Dataset excerpts:
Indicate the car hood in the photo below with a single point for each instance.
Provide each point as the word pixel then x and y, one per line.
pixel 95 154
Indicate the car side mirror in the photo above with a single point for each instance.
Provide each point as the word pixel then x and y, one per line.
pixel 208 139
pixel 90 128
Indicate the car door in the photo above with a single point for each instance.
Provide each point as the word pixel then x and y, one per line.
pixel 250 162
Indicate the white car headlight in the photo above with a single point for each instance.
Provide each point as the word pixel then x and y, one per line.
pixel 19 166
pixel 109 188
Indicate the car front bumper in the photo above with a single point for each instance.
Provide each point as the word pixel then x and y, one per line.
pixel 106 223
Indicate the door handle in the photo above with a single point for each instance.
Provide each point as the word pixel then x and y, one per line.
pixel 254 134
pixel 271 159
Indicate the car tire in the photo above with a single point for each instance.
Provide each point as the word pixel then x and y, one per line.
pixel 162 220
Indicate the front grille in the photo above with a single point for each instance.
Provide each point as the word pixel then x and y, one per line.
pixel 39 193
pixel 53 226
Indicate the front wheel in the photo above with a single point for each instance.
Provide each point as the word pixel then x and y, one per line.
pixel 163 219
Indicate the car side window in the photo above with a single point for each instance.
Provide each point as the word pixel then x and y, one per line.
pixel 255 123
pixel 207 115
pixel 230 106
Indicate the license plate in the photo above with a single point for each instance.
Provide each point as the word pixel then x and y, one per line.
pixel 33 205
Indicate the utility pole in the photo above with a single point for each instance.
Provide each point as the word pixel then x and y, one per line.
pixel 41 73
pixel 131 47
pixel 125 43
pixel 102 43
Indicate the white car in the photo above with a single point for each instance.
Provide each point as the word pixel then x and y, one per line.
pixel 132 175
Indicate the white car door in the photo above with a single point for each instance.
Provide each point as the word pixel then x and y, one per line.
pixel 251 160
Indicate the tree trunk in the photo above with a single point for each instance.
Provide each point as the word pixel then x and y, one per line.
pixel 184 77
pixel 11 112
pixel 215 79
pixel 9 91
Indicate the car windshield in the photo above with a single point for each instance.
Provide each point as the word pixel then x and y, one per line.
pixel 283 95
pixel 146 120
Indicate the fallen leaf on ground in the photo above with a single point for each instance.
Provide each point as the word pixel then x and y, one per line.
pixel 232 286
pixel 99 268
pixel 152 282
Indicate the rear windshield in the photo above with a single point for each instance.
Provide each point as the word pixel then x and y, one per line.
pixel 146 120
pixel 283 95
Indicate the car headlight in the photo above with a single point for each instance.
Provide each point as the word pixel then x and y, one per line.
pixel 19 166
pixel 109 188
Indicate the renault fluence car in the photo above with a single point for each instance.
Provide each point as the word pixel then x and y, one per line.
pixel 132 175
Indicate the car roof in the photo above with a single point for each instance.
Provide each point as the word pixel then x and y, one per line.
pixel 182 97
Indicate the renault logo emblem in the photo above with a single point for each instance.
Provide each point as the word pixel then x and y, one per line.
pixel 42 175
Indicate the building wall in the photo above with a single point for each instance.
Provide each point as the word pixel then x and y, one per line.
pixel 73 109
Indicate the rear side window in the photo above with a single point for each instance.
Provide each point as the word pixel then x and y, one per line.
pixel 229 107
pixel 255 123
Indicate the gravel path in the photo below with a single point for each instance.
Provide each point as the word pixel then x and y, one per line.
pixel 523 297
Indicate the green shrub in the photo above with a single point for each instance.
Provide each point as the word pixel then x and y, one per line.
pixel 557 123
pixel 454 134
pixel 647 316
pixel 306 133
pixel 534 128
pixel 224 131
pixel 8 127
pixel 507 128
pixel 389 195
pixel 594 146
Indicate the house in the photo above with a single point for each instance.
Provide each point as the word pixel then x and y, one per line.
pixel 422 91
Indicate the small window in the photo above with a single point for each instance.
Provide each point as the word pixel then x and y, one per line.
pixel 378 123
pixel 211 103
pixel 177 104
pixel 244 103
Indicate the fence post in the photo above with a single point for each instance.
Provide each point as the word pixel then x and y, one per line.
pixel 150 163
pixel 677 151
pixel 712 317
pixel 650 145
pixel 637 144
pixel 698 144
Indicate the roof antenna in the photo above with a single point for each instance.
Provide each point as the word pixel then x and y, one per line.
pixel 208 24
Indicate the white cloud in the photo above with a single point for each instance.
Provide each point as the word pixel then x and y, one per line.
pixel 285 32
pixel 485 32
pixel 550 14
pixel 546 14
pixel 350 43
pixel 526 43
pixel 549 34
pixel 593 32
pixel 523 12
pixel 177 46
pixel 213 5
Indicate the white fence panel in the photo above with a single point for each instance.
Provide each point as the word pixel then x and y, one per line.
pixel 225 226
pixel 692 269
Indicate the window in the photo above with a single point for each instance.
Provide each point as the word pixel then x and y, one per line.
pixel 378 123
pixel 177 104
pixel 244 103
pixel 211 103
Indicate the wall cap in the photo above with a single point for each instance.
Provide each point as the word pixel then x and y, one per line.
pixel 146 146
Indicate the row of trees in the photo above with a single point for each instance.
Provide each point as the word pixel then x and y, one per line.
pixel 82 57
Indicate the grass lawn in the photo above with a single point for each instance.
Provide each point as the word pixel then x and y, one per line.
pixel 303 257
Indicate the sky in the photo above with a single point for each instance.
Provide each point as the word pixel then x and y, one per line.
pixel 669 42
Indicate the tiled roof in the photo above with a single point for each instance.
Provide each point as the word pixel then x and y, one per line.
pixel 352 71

Prompt: Give back the data exactly.

Your solution:
Indicate the car hood in the photo below with a single point for each instance.
Provide each point as the word pixel then x and y, one per line.
pixel 95 154
Indicate the car side mirror in the photo above with a single point for each instance.
Provide each point as the word pixel then x and y, one per line.
pixel 208 139
pixel 90 128
Indicate the car door in the photo above with a single point for each instance.
Provide each point as the word pixel then x and y, one per line.
pixel 250 162
Indicate the white car headlight in the photo above with a single point for each instance.
Provide each point as the word pixel then x and y, one per line.
pixel 19 166
pixel 109 188
Indicate the car front bumper in the photo above with a single point for each instance.
Provide each point as the word pixel then x and y, one per line.
pixel 106 223
Indicate the door handle in the photo above with a single point for each instance.
Provide each point as the word pixel then x and y, one per line.
pixel 254 134
pixel 271 159
Indicate the car tire in the photo above with a single point for each instance.
Provide each point as the word pixel then x and y, one per line.
pixel 162 220
Indicate the front grille in the photo above with a single point for each instance.
Provide each point as the word pixel then x and y, one per line.
pixel 39 193
pixel 53 226
Indicate the front wheel in the photo above with a single point for each instance.
Provide each point as the word pixel then x and y, one per line.
pixel 163 219
Indicate the car side window in the photo above with a single point for each instance.
Provide each point as the word pixel then x and y, one per line.
pixel 255 123
pixel 207 115
pixel 230 106
Indicate the license plate in the photo above with a single point for each instance.
Provide each point as the word pixel then x and y, one per line.
pixel 33 205
Indicate the utility pole in the photo above with a single point for each instance.
Provide each point as the word pixel then x and y, one per line.
pixel 41 73
pixel 131 47
pixel 125 43
pixel 102 43
Indicate the white car in the photo above with a single point for each instance.
Provide each point as the word pixel then x and y, one per line.
pixel 132 175
Indicate the white car door in the photo above with a single point for each instance.
Provide each point as the word pixel then x and y, one per line.
pixel 251 160
Indicate the tree trunk in the photo above with a single point for each instance.
Provide each point as the word pixel then x and y, one per line.
pixel 184 77
pixel 11 112
pixel 215 79
pixel 9 91
Indicate the car windshield in the photo above with a single point for each instance.
Provide each point as the word pixel then x and y, one per line.
pixel 283 95
pixel 146 120
Indicate the fallen leaf on ground in the photo above with a single point for each instance.
Provide each point as the word pixel then x and y, one per line.
pixel 232 286
pixel 99 268
pixel 152 282
Indicate the rear windshield in the photo above with a single point for each instance.
Provide each point as the word pixel then x and y, one per line.
pixel 146 120
pixel 283 95
Indicate the car headlight in the photo above with a single point for each instance.
Provide each point as the word pixel then x and y, one per line.
pixel 19 166
pixel 109 188
Indicate the renault fluence car in the photo above with a single point for each instance.
Provide each point as the word pixel then x and y, one per line.
pixel 132 175
Indicate the car roof in the photo above with a single point for each instance.
Provide each point as the word pixel then x and y, one per line.
pixel 182 97
Indicate the renault logo emblem in the photo above with a single point for each instance.
Provide each point as the word pixel then x and y, one per line.
pixel 42 175
Indicate the building wall in the photo above with a single point for each instance.
Provide each point as the word pixel then x and y, one per line.
pixel 73 109
Indicate the rear side window in the photo above with a single point for each instance.
Provide each point as the word pixel then x and y, one per line.
pixel 229 107
pixel 255 123
Indicate the gravel path in the photo below with a single point for each instance.
Provide each point as the word pixel then x and y, one per line.
pixel 523 297
Indicate the green shrub in the photo above with a single point for each instance.
Provide each point as the word pixel then x and y, one per line.
pixel 557 123
pixel 454 134
pixel 647 316
pixel 306 133
pixel 534 128
pixel 224 131
pixel 8 127
pixel 507 128
pixel 389 195
pixel 594 146
Indicate the house in the photo above with a single point for each instance.
Provide each point as the word pixel then x and y, one per line.
pixel 422 91
Indicate the small window in the photo above with a single point for each instance.
Provide each point as the word pixel then x and y, one per line.
pixel 378 123
pixel 211 103
pixel 177 104
pixel 244 103
Indicate the fence post in the photo above with a single point for each instance.
Provide each point as the word pixel then x and y, one per line.
pixel 150 163
pixel 677 151
pixel 712 317
pixel 650 145
pixel 637 144
pixel 698 144
Indicate the roof antenna in the photo above with a single point for each instance.
Provide each point as the word pixel then x and y, one per line.
pixel 208 24
Indicate the white cloud in the photo above with a single point for each instance.
Provide each point as the word pixel then x and y, one per line.
pixel 285 32
pixel 485 32
pixel 550 14
pixel 546 14
pixel 350 43
pixel 526 43
pixel 549 34
pixel 593 32
pixel 523 12
pixel 177 46
pixel 213 5
Indicate the white fence panel in the photo above with a single point for each instance.
Provide each point as the word pixel then x and y, one per line.
pixel 225 226
pixel 692 269
Indicate the window in the photo above with a single point for each instance.
Provide each point as the word pixel then x and y, one per line.
pixel 378 123
pixel 177 104
pixel 244 103
pixel 211 103
Indicate the wall cap in the photo above with a single point for each instance.
Provide each point as the word pixel then x and y, one per line.
pixel 146 146
Indicate the row of trees in the photo above with a single point for each instance.
Provide each point as the word pixel then x and y, one per line.
pixel 82 57
Indicate the grass lawn in the photo above with a single point for each instance.
Provide each point as the word pixel then x and y, one per line.
pixel 303 257
Indicate the sky in the photo above with a single point for each instance.
Provide each point as the word pixel then x and y, one per line.
pixel 669 42
Indicate the tiled roof in the photo above with a single point for each instance.
Provide each point as the word pixel then x and y, one per line.
pixel 352 71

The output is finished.